◆ **PROBLEMS TO SOLVE**:
1 – From the self-care post below, list every self-care practice the writer says they do.
2 – In the self-care post below, how often were the students in Pennebaker's study told to write about their stressful experiences and feelings?

◆ **EXERCISE TEXT**:
Today I want to hear about how you take care of yourself. What are the little things you do to give yourself space or help you find peace?
I recently started journaling after I read about the research on it: In the early 1980s, psychologist James Pennebaker conducted a study in which he told some college students to write about their stressful experiences and feelings for 15 minutes a day four days a week. He told others not to do anything unusual. The students who engaged in this “expressive writing,” as Pennebaker called it, were only half as likely to visit the student health center over the next six months as those who did not. Which is pretty bonkers! Other, more recent, work has supported these findings. Journaling, it seems, can be a powerful way to work through feelings and worries.
Another thing I do (but not nearly frequently enough!) is a brief morning meditation. What I do is very simple: I sit on my bed and focus on my breathing and on relaxing various body parts. Sort of like a body scan, but I don’t always do it methodically. I have found that even if I just do this for five minutes, I feel so much calmer and more ready to face the day.
I also exercise most days in my basement, and I sometimes take walks. When I have time. Which… well, I don’t always. Especially recently.
What do you do to cope with all the stresses of life? Share your self-care strategies in the comments. Even if it feels too simple or obvious — you never know who it could help!

◆ **LISTED RECORDS**:
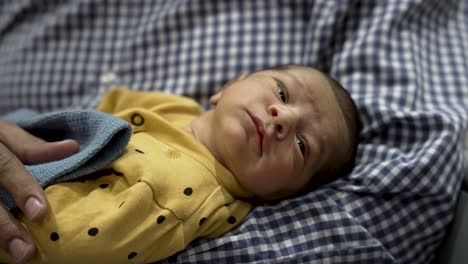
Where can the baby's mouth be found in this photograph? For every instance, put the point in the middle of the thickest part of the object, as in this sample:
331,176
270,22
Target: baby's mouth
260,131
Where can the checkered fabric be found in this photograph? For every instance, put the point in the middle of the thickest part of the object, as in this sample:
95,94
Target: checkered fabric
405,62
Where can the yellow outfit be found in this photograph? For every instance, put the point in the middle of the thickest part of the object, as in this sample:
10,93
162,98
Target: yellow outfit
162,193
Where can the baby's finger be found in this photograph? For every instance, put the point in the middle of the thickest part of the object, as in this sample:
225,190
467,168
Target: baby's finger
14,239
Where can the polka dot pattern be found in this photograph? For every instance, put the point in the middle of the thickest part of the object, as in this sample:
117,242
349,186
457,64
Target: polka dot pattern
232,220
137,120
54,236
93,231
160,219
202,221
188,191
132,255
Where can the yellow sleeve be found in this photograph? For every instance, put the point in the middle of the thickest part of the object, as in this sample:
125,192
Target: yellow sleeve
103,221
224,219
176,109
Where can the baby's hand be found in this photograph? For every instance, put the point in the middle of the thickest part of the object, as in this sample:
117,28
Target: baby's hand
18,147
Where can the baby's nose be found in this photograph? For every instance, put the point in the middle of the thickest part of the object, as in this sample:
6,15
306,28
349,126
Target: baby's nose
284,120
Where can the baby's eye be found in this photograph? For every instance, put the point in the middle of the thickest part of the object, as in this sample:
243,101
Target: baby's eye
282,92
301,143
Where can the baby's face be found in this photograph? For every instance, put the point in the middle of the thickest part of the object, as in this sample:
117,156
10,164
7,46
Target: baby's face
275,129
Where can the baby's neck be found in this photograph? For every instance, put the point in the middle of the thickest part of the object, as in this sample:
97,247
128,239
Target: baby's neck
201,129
--
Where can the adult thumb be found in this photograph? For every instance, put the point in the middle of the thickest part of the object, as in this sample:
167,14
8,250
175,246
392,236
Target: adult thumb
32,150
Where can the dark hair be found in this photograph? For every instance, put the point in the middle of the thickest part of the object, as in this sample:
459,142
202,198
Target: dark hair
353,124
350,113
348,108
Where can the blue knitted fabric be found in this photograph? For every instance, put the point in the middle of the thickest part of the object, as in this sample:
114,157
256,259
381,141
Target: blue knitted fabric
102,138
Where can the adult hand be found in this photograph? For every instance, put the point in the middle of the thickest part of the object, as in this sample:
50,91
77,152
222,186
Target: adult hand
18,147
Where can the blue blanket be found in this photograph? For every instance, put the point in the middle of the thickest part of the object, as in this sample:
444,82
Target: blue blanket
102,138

◆ **EXERCISE RESULTS**:
1 –
Journaling
A brief morning meditation
Exercising in the basement
Taking walks

2 – For 15 minutes a day, four days a week.